__Data for the task__.
- Opening Delimiter -
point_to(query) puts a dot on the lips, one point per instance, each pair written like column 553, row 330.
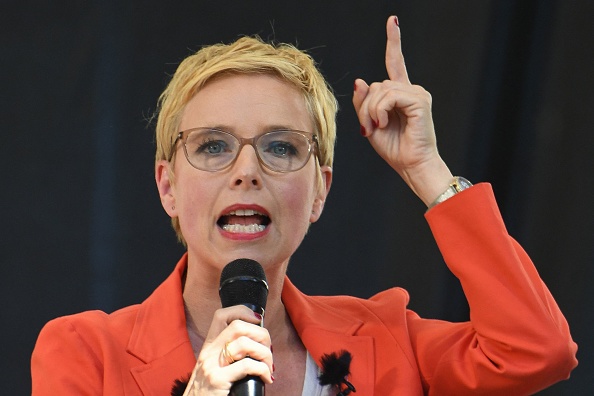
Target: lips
- Closing Delimiter -
- Opening Delimiter -
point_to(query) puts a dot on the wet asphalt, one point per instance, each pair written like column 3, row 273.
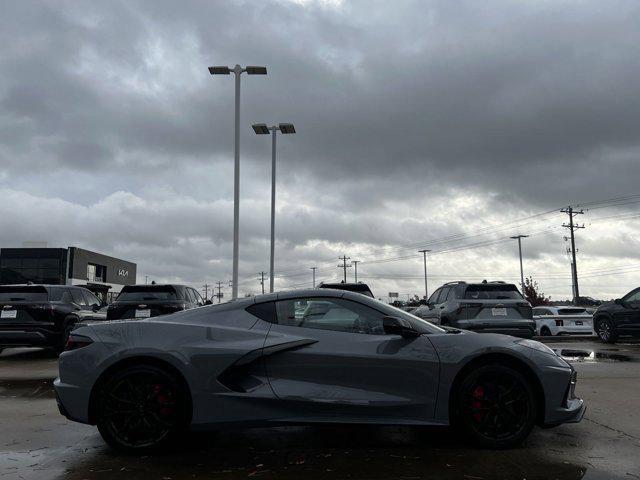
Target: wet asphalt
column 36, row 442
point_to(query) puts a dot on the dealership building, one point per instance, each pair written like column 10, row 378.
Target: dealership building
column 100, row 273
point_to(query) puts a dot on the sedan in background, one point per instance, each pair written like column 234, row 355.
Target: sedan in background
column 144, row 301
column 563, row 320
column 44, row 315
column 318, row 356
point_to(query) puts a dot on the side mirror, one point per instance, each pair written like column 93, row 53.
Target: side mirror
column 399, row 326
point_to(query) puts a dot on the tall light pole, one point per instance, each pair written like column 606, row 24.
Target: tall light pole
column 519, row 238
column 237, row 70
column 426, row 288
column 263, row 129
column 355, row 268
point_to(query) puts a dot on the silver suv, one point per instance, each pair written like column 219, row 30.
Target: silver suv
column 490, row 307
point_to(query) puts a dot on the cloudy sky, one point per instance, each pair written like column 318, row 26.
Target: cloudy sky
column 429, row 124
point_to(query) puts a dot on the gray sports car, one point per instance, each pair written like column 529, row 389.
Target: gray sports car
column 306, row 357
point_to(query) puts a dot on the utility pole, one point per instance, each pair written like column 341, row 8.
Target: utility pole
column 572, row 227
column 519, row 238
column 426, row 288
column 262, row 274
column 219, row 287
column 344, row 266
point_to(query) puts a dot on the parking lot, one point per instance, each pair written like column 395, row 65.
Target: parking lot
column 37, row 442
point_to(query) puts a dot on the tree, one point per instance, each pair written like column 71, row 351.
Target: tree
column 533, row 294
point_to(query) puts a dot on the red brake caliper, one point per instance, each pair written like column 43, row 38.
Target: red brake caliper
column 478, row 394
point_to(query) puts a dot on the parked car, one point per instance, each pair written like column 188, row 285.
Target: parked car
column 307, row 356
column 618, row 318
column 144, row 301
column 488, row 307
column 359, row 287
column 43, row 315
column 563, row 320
- Closing Delimiter -
__Assignment__.
Whenever a line in the records contains the word "lips", copy that line.

__Exercise output__.
point_to(query) puts a dot on the lips, one point per instance, each pair written like column 553, row 330.
Target: lips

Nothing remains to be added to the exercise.